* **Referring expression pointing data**
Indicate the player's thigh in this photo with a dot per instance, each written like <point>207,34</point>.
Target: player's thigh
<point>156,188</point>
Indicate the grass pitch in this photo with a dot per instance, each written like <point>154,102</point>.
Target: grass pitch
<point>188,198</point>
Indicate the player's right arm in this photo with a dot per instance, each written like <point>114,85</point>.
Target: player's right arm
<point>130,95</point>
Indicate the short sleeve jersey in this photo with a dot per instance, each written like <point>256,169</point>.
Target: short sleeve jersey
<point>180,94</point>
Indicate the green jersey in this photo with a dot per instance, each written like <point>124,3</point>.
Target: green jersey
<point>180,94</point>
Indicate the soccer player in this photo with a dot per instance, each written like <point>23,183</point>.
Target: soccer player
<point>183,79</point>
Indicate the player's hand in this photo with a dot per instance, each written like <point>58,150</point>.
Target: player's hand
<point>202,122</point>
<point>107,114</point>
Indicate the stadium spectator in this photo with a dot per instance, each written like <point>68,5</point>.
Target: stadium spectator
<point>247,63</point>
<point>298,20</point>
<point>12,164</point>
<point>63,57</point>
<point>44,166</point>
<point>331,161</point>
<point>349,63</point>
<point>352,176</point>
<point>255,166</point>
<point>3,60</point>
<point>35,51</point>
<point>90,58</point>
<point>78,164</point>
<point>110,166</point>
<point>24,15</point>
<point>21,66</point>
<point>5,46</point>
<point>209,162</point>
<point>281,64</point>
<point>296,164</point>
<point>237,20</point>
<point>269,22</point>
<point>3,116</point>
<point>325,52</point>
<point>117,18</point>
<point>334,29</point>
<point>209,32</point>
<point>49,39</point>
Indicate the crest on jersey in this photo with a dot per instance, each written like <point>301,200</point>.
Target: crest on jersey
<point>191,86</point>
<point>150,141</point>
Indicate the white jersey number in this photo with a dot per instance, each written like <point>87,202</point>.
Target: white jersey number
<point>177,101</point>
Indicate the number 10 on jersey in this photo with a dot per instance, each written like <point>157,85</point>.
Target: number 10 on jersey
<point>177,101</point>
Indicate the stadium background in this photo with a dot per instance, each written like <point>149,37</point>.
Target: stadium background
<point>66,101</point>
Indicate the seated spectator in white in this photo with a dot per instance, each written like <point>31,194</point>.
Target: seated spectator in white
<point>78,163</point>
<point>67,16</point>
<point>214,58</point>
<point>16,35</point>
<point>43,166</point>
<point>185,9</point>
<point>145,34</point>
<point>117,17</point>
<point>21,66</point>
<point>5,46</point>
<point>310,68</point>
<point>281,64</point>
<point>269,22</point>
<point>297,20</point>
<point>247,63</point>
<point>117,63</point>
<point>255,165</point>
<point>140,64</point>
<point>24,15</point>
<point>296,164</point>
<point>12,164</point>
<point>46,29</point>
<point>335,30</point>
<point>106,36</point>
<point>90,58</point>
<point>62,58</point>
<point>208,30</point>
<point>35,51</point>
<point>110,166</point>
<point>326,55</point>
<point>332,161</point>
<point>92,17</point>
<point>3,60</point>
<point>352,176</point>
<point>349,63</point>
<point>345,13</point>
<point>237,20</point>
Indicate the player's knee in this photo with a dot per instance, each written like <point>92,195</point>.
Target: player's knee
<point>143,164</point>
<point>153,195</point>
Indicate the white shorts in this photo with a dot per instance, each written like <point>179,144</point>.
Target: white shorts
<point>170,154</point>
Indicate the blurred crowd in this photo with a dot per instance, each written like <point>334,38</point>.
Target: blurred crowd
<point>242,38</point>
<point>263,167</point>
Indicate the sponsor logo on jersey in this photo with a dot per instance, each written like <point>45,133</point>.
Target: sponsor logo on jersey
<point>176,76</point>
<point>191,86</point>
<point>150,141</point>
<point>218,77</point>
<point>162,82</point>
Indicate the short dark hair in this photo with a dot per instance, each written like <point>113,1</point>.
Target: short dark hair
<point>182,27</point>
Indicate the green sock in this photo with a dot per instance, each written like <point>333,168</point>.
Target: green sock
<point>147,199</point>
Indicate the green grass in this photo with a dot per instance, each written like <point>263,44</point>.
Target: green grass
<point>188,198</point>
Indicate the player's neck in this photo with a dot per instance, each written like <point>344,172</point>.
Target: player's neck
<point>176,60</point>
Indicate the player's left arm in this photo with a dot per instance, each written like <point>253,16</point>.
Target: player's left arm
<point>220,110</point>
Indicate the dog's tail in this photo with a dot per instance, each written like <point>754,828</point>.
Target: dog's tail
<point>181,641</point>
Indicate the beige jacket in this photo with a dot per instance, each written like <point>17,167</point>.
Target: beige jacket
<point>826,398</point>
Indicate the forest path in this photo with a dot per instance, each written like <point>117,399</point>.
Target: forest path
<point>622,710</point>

* * *

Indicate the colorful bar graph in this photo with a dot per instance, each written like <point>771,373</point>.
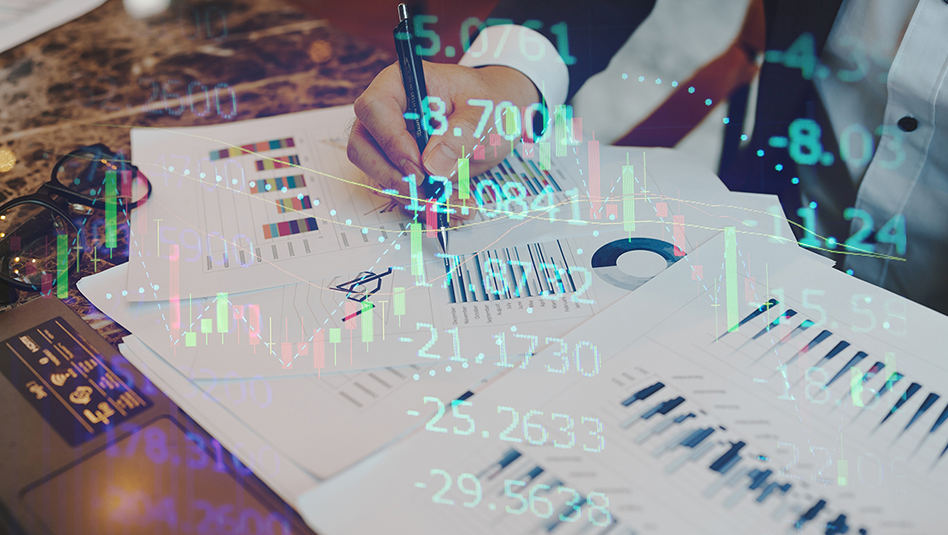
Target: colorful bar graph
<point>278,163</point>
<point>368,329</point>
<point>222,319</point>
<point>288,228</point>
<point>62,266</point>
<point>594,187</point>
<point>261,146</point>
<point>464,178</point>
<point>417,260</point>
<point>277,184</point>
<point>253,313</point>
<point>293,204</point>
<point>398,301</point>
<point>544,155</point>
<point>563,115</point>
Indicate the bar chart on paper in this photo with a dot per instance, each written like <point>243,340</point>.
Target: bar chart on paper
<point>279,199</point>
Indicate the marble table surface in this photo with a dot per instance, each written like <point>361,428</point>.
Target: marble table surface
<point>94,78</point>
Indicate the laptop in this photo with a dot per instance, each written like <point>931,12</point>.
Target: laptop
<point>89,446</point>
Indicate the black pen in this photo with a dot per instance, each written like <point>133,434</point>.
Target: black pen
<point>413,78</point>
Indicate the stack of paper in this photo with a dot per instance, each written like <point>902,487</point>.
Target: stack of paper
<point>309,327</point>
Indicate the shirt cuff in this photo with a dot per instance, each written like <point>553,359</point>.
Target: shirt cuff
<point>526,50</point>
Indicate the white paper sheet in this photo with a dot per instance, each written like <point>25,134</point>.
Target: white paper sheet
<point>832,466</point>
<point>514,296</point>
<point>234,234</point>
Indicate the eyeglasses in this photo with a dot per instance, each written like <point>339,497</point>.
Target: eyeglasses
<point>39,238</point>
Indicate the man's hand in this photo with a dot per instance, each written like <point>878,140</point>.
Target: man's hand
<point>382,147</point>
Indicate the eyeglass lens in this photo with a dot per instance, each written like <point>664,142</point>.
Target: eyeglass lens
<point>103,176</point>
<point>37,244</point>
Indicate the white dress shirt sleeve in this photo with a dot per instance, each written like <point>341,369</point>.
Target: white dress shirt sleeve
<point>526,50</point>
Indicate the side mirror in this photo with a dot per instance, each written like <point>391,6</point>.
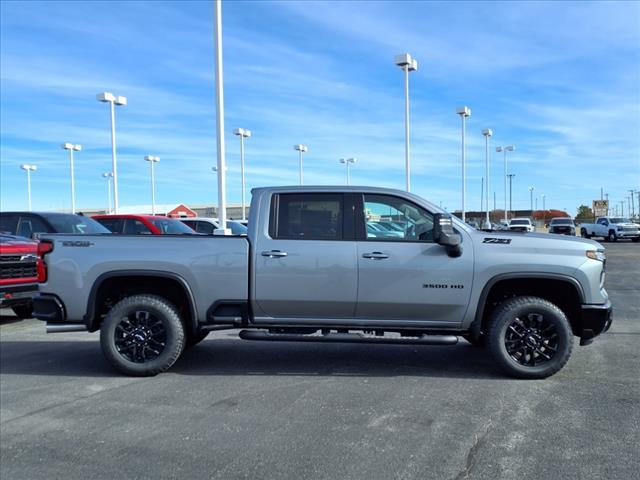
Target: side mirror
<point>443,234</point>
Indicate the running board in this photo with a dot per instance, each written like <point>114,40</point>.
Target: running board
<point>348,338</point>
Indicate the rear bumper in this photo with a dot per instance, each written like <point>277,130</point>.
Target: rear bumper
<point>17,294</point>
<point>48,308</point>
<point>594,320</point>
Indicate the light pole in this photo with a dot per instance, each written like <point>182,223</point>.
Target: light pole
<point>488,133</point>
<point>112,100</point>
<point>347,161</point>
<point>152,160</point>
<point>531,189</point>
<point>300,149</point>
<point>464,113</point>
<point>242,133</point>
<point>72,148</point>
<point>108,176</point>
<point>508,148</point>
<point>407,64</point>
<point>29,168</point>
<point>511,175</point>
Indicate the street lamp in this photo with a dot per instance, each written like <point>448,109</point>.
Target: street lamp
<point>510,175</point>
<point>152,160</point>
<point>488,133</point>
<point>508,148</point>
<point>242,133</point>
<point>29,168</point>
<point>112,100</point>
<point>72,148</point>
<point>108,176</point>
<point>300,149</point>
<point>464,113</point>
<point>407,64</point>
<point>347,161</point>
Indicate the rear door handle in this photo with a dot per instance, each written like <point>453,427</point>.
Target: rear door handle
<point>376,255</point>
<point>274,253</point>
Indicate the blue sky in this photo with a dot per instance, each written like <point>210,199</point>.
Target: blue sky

--

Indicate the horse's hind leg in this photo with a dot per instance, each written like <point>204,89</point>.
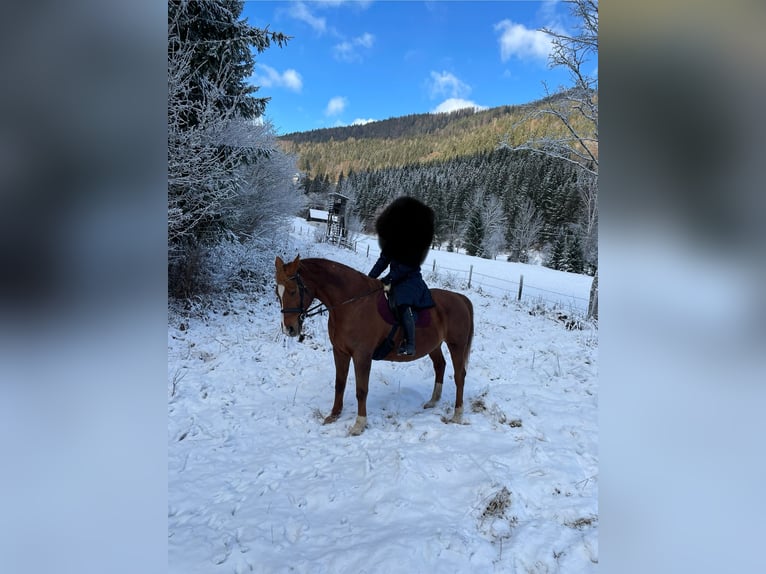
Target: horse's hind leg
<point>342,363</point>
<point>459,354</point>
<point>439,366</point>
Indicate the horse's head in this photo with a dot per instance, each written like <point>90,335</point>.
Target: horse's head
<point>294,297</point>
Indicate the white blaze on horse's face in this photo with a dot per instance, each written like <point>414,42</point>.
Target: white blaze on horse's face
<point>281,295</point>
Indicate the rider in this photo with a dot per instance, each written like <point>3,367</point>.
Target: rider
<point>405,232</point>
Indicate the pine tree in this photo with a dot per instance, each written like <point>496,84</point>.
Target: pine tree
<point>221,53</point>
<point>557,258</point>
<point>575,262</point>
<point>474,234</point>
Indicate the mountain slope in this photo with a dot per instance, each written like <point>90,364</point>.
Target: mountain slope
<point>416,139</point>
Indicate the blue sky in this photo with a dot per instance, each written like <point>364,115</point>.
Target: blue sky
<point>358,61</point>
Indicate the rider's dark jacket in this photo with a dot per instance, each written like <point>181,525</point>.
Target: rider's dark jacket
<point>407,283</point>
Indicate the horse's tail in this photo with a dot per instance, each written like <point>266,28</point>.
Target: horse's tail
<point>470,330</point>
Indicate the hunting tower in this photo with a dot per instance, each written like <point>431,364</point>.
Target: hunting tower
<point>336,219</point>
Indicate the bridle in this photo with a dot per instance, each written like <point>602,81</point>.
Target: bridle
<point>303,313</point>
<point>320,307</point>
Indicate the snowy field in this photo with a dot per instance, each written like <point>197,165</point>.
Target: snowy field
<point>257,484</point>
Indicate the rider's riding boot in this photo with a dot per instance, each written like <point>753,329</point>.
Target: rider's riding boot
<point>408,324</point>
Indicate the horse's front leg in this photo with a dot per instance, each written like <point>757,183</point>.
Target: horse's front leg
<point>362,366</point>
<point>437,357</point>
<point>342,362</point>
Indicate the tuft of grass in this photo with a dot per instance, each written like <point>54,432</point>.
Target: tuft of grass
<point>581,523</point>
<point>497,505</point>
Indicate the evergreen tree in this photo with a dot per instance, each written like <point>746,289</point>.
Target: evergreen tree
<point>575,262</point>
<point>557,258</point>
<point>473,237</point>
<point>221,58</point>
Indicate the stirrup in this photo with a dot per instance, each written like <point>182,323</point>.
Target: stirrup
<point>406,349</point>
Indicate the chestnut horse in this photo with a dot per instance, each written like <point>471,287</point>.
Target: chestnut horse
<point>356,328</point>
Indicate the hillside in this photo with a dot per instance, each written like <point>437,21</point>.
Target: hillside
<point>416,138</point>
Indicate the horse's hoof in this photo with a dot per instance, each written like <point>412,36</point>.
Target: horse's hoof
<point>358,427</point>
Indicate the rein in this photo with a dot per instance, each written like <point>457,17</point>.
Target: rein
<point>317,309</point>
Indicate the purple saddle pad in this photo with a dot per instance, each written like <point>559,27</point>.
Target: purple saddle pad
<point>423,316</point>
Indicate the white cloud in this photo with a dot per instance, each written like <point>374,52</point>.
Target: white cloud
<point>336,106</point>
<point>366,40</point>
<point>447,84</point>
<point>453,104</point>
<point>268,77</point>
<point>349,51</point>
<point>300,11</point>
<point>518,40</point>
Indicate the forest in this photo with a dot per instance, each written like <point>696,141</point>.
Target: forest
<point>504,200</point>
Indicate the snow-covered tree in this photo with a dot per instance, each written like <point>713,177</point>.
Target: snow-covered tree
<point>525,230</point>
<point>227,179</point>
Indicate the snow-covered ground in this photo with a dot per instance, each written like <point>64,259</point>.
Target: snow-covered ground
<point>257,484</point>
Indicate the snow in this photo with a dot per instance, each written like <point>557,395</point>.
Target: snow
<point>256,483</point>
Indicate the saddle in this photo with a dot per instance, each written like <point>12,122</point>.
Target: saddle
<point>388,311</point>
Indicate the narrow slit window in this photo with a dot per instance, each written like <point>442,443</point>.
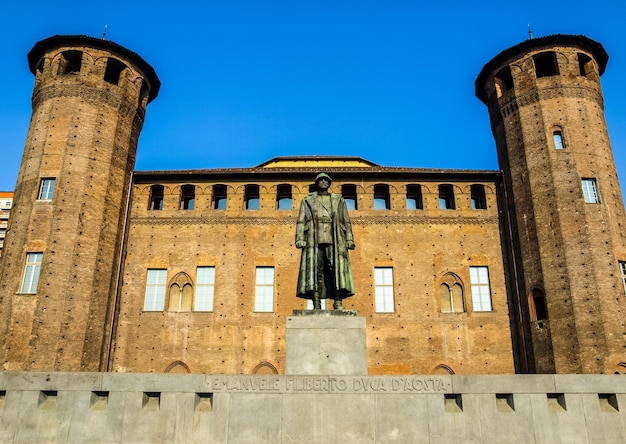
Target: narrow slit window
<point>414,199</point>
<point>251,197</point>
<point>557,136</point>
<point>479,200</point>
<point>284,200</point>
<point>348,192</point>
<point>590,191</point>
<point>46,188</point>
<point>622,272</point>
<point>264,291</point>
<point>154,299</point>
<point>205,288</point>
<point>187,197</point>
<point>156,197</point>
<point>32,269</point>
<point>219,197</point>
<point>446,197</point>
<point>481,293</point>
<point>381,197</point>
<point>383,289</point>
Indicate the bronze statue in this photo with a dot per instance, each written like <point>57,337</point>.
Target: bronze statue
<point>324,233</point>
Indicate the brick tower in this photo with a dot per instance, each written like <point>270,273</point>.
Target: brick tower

* **What is required**
What is needed is an exact copy of the lines above, from the one holding "Target: snow-covered tree" down to the one holding "Target: brick tower", with those two included and the pictures left out.

* **Your response**
Target: snow-covered tree
<point>525,230</point>
<point>227,179</point>
Indicate the snow-covered ground in this photo with a dot per instance, each written like <point>64,259</point>.
Target: snow-covered ground
<point>257,484</point>
Indicate the snow in this photo with a dot per instance, each written like <point>557,395</point>.
Target: snow
<point>256,483</point>
Indicate the saddle in this photo with a dot per instance, each written like <point>12,122</point>.
Target: saddle
<point>388,311</point>
Indicate the narrow slit window in this photo with a dot per instance, each written like <point>442,443</point>.
Target: narrow slit window
<point>414,199</point>
<point>251,197</point>
<point>557,136</point>
<point>479,200</point>
<point>284,200</point>
<point>348,192</point>
<point>590,191</point>
<point>46,188</point>
<point>622,272</point>
<point>264,291</point>
<point>154,299</point>
<point>205,288</point>
<point>187,197</point>
<point>156,197</point>
<point>32,269</point>
<point>219,197</point>
<point>446,197</point>
<point>481,293</point>
<point>381,197</point>
<point>383,289</point>
Indicate the bronze statue in this photo with a dot per instance, each written like <point>57,337</point>.
Target: bronze statue
<point>324,233</point>
Indicate the brick tower in this photo with a dot per instance, each written like <point>270,273</point>.
Target: brick tower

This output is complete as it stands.